What you have to do -
Show each line in the entries below that contains the word "grass", copying every such line without changes.

========================================================================

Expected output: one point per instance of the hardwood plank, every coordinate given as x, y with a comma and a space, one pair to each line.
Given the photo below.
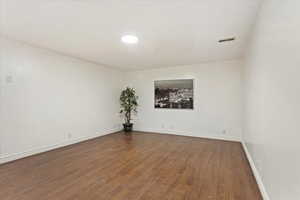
142, 166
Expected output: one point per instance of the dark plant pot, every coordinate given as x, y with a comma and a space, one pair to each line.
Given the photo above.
128, 127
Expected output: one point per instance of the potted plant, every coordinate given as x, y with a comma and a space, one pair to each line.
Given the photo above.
128, 102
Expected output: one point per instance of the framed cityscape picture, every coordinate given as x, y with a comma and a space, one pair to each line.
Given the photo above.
174, 94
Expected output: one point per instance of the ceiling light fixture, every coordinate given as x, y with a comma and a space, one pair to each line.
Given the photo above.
130, 39
227, 40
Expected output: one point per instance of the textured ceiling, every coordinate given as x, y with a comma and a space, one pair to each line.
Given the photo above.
170, 32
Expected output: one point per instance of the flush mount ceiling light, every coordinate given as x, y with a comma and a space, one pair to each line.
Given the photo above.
130, 39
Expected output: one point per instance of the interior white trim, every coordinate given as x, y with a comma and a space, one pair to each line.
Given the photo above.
19, 155
257, 176
190, 134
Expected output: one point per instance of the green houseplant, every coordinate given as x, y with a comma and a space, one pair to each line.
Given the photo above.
129, 104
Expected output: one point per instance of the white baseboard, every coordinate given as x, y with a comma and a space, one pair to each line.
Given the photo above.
256, 173
200, 135
19, 155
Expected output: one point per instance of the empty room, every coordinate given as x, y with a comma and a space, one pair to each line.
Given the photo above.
149, 100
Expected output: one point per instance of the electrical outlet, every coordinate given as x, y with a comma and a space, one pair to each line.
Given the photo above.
70, 135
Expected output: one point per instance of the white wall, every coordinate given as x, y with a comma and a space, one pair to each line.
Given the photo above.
51, 96
272, 95
217, 101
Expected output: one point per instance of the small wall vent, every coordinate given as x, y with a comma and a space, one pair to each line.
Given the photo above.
227, 40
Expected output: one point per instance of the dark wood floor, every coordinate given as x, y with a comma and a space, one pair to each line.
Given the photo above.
138, 167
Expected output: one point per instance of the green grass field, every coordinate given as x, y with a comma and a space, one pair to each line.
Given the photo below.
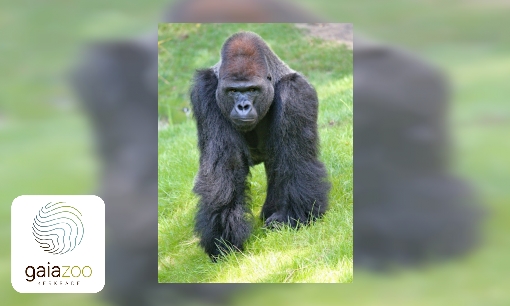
315, 254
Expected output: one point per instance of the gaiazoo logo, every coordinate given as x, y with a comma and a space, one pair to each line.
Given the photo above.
58, 228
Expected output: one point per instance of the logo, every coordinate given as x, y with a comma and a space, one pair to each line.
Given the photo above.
58, 228
57, 244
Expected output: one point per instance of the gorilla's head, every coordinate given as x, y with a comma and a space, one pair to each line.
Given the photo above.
245, 89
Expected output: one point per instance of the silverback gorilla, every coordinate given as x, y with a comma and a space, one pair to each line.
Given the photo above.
250, 108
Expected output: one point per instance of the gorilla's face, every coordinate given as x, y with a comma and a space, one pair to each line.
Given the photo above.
245, 100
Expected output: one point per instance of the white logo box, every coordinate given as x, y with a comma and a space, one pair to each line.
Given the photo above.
66, 231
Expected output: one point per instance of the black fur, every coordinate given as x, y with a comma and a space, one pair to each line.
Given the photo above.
283, 135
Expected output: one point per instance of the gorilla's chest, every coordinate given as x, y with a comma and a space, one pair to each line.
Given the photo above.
256, 141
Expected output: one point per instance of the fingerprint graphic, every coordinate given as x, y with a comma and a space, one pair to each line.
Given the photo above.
58, 228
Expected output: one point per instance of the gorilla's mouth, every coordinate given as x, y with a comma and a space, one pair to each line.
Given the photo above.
245, 123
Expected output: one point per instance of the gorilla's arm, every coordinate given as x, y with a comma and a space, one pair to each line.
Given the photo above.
222, 218
297, 185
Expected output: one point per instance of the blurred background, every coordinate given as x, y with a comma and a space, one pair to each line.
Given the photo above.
78, 116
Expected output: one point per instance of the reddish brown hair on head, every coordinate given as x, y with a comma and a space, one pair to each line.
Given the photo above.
243, 58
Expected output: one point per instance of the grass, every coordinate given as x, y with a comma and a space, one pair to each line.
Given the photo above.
315, 254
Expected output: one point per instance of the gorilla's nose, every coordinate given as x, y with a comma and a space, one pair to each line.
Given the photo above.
243, 108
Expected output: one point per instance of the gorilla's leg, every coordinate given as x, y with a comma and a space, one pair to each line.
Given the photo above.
222, 220
297, 180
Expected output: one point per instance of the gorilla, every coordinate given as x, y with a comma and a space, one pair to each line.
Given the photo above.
251, 108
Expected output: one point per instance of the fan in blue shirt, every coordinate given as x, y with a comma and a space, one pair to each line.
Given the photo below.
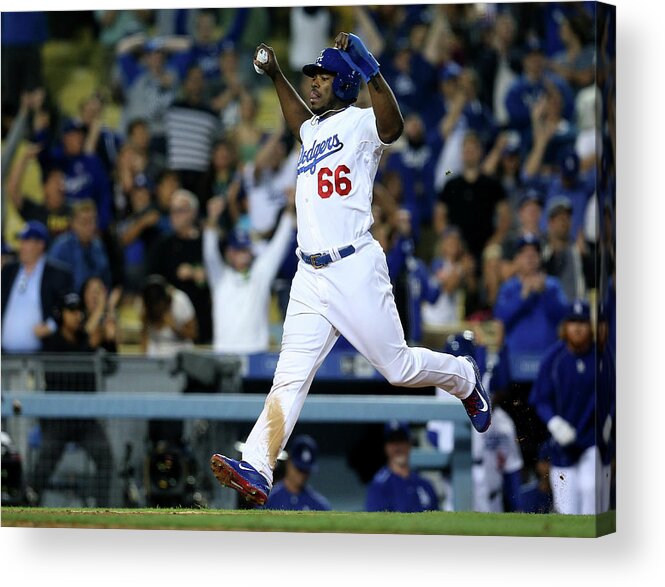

========================================================================

Correct response -
Expected output: one point per instance of the green grass field, every coordinate given as x, y with a comma and a space, one pair to each line.
Expected output: one point per instance of the grass, every coordinate given as x, y with a comma and a space, one pair to each line.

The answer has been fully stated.